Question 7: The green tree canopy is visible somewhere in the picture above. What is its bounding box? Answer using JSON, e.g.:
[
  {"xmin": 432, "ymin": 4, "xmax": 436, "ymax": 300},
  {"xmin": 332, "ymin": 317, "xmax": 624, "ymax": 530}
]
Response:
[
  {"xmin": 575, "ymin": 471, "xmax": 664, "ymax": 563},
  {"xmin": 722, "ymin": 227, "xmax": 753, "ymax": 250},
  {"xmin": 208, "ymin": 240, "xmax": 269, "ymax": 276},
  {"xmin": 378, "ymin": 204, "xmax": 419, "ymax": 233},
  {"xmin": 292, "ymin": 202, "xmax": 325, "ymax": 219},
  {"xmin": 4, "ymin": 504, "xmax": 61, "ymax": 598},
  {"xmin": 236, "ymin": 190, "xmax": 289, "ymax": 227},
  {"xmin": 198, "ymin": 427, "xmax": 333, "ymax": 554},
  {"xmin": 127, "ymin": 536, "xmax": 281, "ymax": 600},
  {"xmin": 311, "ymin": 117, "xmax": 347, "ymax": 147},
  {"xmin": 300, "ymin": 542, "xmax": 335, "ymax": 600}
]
--*--
#### [Instruction]
Reproduce each of the rows above verbatim, line for line, with no changes.

#### [Solved exercise]
Question 7: The green tree canopy is visible somewhere in the picture above. What is its bounding box? Answer using JSON, e.g.:
[
  {"xmin": 432, "ymin": 4, "xmax": 436, "ymax": 300},
  {"xmin": 332, "ymin": 317, "xmax": 624, "ymax": 530}
]
Response:
[
  {"xmin": 575, "ymin": 471, "xmax": 664, "ymax": 563},
  {"xmin": 722, "ymin": 227, "xmax": 753, "ymax": 250},
  {"xmin": 208, "ymin": 240, "xmax": 269, "ymax": 276},
  {"xmin": 378, "ymin": 204, "xmax": 419, "ymax": 233},
  {"xmin": 292, "ymin": 202, "xmax": 325, "ymax": 219},
  {"xmin": 4, "ymin": 504, "xmax": 61, "ymax": 598},
  {"xmin": 236, "ymin": 190, "xmax": 289, "ymax": 227},
  {"xmin": 198, "ymin": 427, "xmax": 333, "ymax": 554},
  {"xmin": 127, "ymin": 536, "xmax": 281, "ymax": 600},
  {"xmin": 311, "ymin": 117, "xmax": 347, "ymax": 147},
  {"xmin": 300, "ymin": 542, "xmax": 335, "ymax": 600}
]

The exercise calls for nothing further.